Pointing dataset records:

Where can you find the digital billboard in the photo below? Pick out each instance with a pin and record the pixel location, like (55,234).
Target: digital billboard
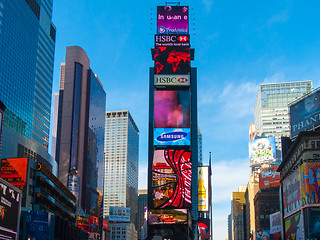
(203,189)
(305,114)
(172,60)
(119,214)
(14,171)
(310,182)
(262,150)
(172,40)
(291,192)
(269,177)
(293,228)
(172,136)
(171,80)
(10,205)
(312,223)
(171,109)
(171,179)
(172,19)
(165,216)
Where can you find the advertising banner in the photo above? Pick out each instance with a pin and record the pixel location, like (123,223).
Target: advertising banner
(310,182)
(171,178)
(291,192)
(262,235)
(172,216)
(171,109)
(10,204)
(203,189)
(262,150)
(293,228)
(275,223)
(305,114)
(172,136)
(172,19)
(171,80)
(172,60)
(14,171)
(312,223)
(172,40)
(37,225)
(268,177)
(119,214)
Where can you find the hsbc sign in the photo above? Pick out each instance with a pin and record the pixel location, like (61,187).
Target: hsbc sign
(183,80)
(172,40)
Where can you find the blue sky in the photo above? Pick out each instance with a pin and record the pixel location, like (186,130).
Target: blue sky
(238,44)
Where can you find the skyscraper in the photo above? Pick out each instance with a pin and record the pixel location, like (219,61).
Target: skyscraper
(271,114)
(121,148)
(27,45)
(80,131)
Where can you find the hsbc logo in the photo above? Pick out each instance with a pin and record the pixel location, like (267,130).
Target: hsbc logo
(171,80)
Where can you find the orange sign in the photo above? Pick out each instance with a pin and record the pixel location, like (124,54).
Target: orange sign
(14,171)
(269,177)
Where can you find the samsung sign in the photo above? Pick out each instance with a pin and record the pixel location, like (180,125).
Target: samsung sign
(183,80)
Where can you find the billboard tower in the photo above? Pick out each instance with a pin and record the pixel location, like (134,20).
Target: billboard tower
(173,139)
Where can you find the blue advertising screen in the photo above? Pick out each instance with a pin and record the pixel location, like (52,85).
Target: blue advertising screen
(171,136)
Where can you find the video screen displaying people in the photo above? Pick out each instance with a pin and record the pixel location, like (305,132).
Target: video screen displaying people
(171,178)
(172,60)
(171,109)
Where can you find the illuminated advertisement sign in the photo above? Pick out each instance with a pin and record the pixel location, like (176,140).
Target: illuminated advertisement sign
(171,109)
(305,114)
(291,192)
(203,189)
(172,136)
(10,205)
(262,150)
(172,40)
(275,223)
(172,216)
(268,177)
(293,228)
(312,223)
(119,214)
(172,19)
(310,182)
(14,171)
(172,60)
(171,178)
(171,80)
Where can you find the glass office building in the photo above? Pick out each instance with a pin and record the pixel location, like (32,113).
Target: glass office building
(27,43)
(271,113)
(121,150)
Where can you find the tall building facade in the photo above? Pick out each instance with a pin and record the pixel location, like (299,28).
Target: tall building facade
(27,46)
(271,114)
(80,130)
(121,157)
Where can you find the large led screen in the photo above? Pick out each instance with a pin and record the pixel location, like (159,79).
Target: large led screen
(171,109)
(171,179)
(172,60)
(293,228)
(305,114)
(14,171)
(165,216)
(262,150)
(171,136)
(269,177)
(310,182)
(172,19)
(291,192)
(312,223)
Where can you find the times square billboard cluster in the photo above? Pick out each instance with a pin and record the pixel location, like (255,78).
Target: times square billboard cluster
(170,165)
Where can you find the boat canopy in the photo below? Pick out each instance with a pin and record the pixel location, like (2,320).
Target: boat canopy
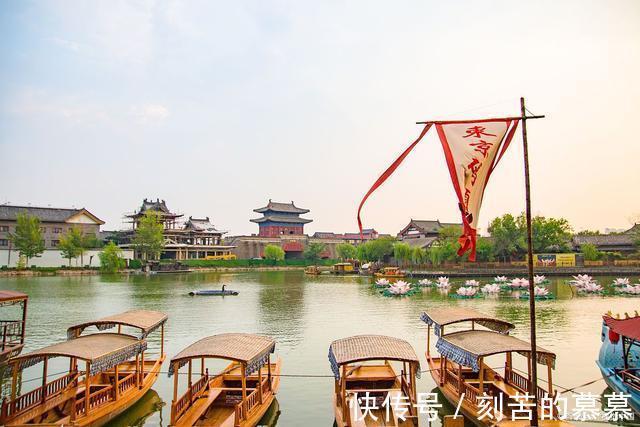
(145,320)
(12,297)
(447,316)
(253,350)
(628,327)
(360,348)
(103,351)
(466,347)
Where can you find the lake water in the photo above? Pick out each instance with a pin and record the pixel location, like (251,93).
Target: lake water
(303,314)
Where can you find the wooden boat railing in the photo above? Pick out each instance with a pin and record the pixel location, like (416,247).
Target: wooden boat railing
(189,396)
(11,332)
(37,396)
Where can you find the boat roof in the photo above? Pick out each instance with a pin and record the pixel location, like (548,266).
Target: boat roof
(7,296)
(628,327)
(439,317)
(145,320)
(103,351)
(246,348)
(466,347)
(361,348)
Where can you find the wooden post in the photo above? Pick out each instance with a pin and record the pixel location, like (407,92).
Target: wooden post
(141,369)
(45,364)
(117,382)
(244,389)
(269,370)
(87,388)
(24,320)
(533,377)
(162,340)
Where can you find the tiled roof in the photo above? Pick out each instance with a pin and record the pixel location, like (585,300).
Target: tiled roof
(281,218)
(10,213)
(281,207)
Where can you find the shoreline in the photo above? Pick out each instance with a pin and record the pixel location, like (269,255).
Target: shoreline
(450,272)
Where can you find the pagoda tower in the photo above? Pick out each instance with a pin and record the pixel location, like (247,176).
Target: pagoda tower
(280,219)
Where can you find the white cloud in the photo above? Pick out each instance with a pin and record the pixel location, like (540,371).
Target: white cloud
(150,112)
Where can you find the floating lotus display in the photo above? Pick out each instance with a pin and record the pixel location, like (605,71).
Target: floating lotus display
(539,292)
(399,289)
(492,288)
(590,288)
(540,279)
(621,281)
(382,282)
(443,283)
(519,283)
(425,282)
(466,292)
(631,290)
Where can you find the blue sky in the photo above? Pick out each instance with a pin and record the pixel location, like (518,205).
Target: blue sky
(218,106)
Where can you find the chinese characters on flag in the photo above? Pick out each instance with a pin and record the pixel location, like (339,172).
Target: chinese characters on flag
(472,150)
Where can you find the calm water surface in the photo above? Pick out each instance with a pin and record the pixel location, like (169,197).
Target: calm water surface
(303,314)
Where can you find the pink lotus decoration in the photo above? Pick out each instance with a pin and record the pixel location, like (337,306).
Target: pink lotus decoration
(590,287)
(631,289)
(493,288)
(540,291)
(539,279)
(443,282)
(621,281)
(382,282)
(399,288)
(519,283)
(466,291)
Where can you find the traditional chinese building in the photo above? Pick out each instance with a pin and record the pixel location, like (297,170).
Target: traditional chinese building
(195,238)
(280,219)
(423,233)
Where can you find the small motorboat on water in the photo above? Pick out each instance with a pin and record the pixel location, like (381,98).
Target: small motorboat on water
(214,292)
(619,358)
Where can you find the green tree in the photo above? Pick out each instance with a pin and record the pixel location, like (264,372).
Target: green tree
(402,252)
(274,253)
(590,252)
(346,251)
(149,238)
(485,250)
(70,244)
(548,234)
(111,260)
(508,239)
(313,250)
(28,239)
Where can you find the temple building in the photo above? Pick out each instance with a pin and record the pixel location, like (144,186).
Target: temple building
(195,238)
(280,219)
(423,233)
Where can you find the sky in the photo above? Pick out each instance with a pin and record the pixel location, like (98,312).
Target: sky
(217,107)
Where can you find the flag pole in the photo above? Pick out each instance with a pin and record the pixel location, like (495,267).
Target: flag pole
(533,381)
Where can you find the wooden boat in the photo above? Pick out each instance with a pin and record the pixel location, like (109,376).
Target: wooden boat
(213,292)
(344,268)
(239,395)
(619,358)
(312,269)
(363,364)
(13,331)
(460,368)
(115,374)
(390,273)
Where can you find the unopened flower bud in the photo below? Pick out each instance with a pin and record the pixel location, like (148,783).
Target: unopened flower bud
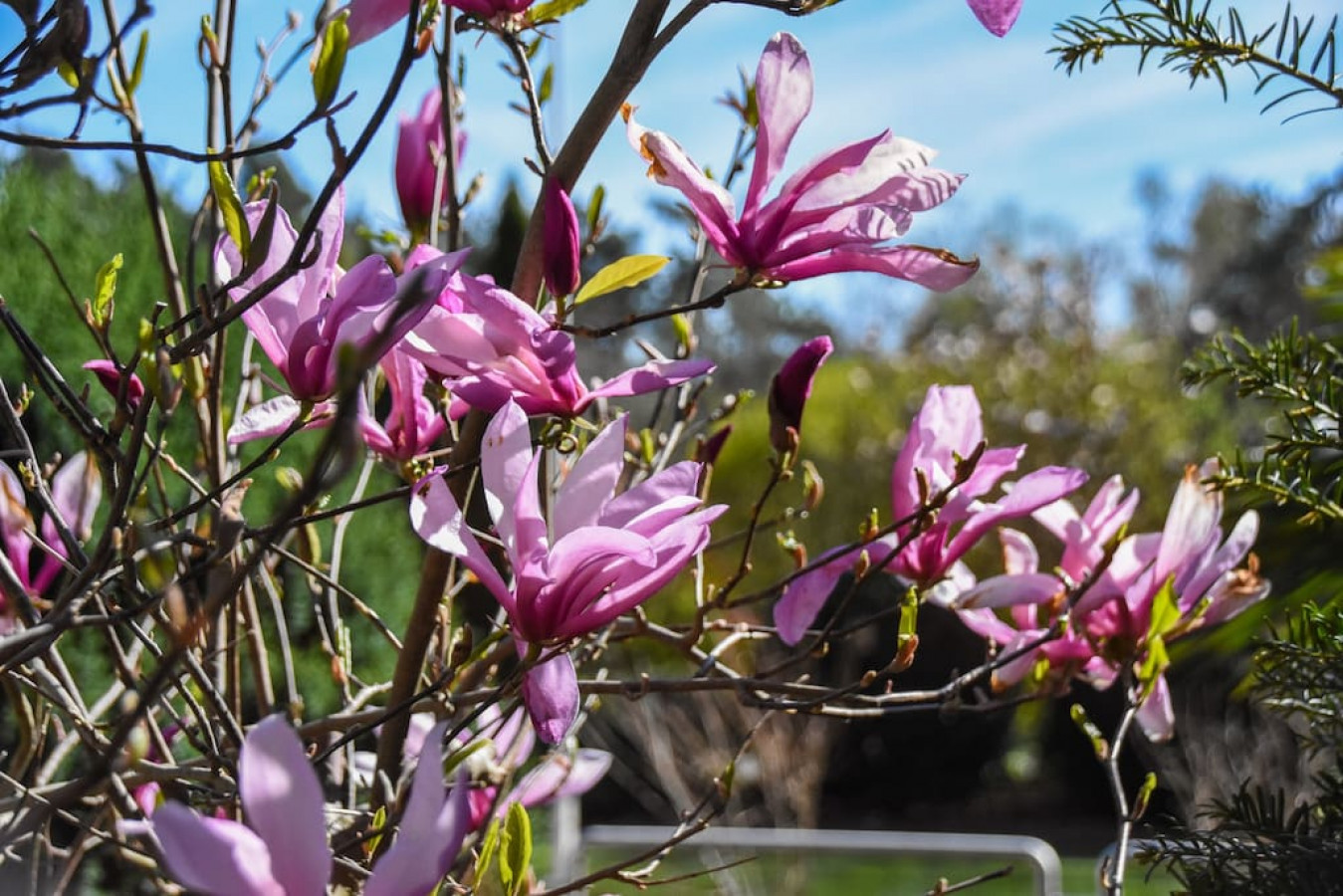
(708,450)
(111,377)
(789,389)
(560,249)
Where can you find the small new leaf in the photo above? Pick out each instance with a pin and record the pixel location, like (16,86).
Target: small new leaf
(230,207)
(1092,733)
(1145,794)
(105,289)
(627,272)
(137,70)
(547,87)
(1165,610)
(331,61)
(554,10)
(516,849)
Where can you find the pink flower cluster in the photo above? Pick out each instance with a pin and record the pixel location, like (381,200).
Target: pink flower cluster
(1154,587)
(592,558)
(480,341)
(1105,611)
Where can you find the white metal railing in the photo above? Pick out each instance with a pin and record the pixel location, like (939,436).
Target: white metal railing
(1046,868)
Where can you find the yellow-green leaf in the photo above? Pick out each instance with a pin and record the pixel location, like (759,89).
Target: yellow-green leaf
(1155,661)
(230,206)
(69,74)
(1165,610)
(331,61)
(627,272)
(554,10)
(137,70)
(105,288)
(595,207)
(547,87)
(515,849)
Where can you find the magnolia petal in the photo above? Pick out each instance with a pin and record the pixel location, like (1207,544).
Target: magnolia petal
(1008,591)
(1033,491)
(670,166)
(1192,524)
(561,776)
(783,99)
(273,416)
(77,491)
(215,856)
(997,15)
(505,457)
(677,481)
(1192,583)
(1019,554)
(649,377)
(551,696)
(431,831)
(935,269)
(438,520)
(804,595)
(370,18)
(1157,715)
(591,481)
(284,803)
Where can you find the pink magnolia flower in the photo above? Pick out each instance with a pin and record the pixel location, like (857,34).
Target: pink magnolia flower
(414,422)
(1027,622)
(560,249)
(997,15)
(947,429)
(1190,561)
(322,315)
(76,491)
(281,852)
(599,555)
(493,348)
(837,214)
(419,150)
(282,849)
(370,18)
(1116,618)
(111,379)
(789,389)
(509,745)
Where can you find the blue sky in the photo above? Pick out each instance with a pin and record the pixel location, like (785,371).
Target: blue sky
(1058,148)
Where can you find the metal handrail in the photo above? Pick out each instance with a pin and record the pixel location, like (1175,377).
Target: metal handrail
(1046,868)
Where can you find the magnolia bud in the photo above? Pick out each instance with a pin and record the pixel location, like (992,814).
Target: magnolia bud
(560,249)
(789,389)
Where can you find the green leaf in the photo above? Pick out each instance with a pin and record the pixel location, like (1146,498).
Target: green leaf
(1145,794)
(379,825)
(516,849)
(1165,610)
(489,846)
(547,87)
(554,10)
(69,74)
(627,272)
(230,206)
(1089,729)
(595,207)
(331,61)
(105,288)
(684,335)
(137,69)
(1155,661)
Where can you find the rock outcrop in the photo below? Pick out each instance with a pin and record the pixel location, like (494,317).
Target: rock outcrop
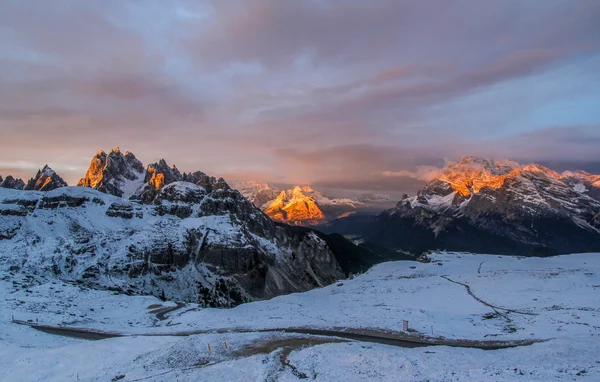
(114,173)
(45,180)
(487,206)
(183,236)
(301,205)
(295,208)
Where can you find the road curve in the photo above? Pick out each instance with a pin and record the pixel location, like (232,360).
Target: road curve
(373,336)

Task details: Extract word for word every line from the line that contains "Where can you find the rock" to the final line of the data, both included, and nothing else; skip the pictures.

Solution to the exercise:
Where can you find the rock outcrop in the photo below? Pick out each instance with a pin and record the pixel location, like (494,317).
Target: rock outcrop
(114,173)
(45,180)
(487,206)
(183,236)
(301,205)
(295,208)
Where can you find the road curve in the photo above? Pick out each instance with a pin and record the pixel location, like (232,360).
Target: road curve
(373,336)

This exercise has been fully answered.